*PROBLEM TO SOLVE*
Leave out every line that comes before the one containing "wooden deck, the", and reproduce the rest of the listing below exactly, through its last line.

*RECORDS PROVIDED*

╭──

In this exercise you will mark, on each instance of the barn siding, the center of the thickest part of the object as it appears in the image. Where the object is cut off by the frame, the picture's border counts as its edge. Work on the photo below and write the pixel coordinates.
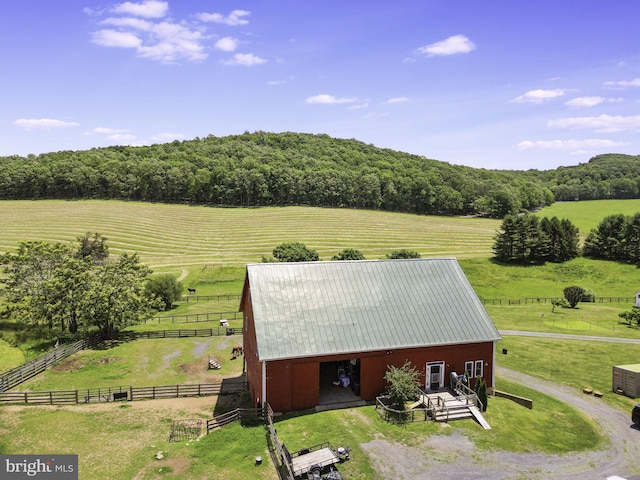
(295, 384)
(253, 365)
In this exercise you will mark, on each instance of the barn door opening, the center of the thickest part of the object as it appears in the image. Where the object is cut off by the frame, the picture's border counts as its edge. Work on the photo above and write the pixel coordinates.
(339, 381)
(435, 376)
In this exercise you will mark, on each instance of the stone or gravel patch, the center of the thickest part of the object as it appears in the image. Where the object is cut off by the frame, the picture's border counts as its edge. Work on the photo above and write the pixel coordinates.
(454, 457)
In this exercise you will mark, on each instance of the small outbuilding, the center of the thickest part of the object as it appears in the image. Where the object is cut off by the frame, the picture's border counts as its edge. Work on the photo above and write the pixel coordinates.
(626, 380)
(316, 331)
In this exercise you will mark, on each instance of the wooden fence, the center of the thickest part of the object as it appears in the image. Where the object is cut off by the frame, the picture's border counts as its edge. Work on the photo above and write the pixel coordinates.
(279, 453)
(210, 298)
(234, 415)
(196, 317)
(114, 394)
(24, 372)
(534, 300)
(182, 333)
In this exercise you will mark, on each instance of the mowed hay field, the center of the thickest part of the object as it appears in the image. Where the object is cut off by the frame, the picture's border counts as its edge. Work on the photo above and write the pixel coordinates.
(178, 236)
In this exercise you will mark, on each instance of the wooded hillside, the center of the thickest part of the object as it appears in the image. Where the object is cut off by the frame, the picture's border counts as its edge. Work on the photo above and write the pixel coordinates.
(256, 169)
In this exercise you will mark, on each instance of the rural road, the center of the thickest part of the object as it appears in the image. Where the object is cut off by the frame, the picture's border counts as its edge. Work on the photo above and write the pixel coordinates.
(454, 457)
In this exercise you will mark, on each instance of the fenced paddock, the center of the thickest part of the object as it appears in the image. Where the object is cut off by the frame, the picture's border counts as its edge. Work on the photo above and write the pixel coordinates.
(30, 369)
(195, 317)
(114, 394)
(535, 300)
(182, 430)
(24, 372)
(241, 414)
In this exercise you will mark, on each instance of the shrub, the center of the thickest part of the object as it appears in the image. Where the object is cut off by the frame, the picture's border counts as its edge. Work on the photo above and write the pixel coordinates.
(403, 383)
(573, 295)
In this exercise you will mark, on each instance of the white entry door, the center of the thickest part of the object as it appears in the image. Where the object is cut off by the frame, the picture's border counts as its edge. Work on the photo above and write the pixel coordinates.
(435, 375)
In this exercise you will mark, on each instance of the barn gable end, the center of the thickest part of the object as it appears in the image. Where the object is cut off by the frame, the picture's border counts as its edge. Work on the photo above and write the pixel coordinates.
(364, 314)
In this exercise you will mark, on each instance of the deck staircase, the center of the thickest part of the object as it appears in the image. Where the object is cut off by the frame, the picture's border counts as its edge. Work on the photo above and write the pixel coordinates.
(447, 407)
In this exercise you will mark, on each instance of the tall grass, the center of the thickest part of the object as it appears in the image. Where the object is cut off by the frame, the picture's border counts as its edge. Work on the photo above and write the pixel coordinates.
(173, 237)
(586, 215)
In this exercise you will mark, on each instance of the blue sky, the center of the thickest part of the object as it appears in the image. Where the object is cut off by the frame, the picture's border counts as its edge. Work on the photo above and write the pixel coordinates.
(491, 84)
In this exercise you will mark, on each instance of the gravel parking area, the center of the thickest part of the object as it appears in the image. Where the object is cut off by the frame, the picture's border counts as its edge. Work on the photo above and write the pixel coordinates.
(454, 457)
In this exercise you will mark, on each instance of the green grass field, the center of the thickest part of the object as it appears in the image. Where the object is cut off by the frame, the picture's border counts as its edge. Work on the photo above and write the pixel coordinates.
(588, 214)
(208, 248)
(173, 237)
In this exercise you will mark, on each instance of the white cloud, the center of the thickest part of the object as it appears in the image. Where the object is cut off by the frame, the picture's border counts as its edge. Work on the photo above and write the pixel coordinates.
(538, 96)
(568, 144)
(122, 137)
(235, 18)
(114, 38)
(167, 137)
(245, 59)
(450, 46)
(602, 123)
(163, 41)
(137, 26)
(227, 44)
(329, 99)
(129, 22)
(281, 82)
(586, 102)
(105, 131)
(397, 100)
(147, 9)
(624, 83)
(30, 124)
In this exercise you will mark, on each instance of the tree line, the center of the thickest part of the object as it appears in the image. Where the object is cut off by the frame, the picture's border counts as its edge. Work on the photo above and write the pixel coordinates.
(66, 286)
(525, 238)
(260, 169)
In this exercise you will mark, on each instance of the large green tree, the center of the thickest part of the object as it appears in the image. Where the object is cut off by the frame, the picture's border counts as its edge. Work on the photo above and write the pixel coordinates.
(164, 287)
(116, 295)
(292, 252)
(524, 238)
(57, 285)
(349, 254)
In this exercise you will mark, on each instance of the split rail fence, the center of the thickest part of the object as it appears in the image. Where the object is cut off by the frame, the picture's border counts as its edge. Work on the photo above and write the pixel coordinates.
(114, 394)
(24, 372)
(533, 300)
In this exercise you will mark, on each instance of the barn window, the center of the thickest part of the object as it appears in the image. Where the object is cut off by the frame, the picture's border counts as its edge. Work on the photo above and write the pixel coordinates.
(478, 371)
(468, 368)
(474, 368)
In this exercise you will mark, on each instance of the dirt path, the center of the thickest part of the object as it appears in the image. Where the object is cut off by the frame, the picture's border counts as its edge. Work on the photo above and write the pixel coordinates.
(454, 457)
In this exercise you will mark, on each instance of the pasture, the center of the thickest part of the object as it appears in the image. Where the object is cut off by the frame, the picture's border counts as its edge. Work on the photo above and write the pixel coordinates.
(176, 237)
(208, 247)
(588, 214)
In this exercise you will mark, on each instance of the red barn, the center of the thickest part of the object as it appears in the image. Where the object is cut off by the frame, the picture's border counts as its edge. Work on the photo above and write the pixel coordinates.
(311, 328)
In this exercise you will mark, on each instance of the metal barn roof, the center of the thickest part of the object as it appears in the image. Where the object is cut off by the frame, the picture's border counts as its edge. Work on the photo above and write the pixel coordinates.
(324, 308)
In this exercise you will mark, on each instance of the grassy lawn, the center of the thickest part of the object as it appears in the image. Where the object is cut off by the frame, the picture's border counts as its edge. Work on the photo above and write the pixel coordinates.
(594, 319)
(588, 214)
(142, 363)
(10, 357)
(121, 441)
(578, 364)
(603, 278)
(170, 238)
(209, 247)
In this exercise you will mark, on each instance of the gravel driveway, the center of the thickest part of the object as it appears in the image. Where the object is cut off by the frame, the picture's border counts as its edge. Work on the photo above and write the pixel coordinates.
(454, 457)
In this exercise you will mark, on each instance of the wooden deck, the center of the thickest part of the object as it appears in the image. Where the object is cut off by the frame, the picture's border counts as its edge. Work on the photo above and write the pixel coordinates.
(448, 407)
(322, 457)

╰──

*EXERCISE ANSWER*
In this exercise you will mark, on each instance of the wooden deck, the center of the thickest part of the object as it appears in the image. Where the object is cut off by the frame, the picture's border counts as its edge. Work on the photo above and write the pixel coordinates.
(448, 407)
(322, 457)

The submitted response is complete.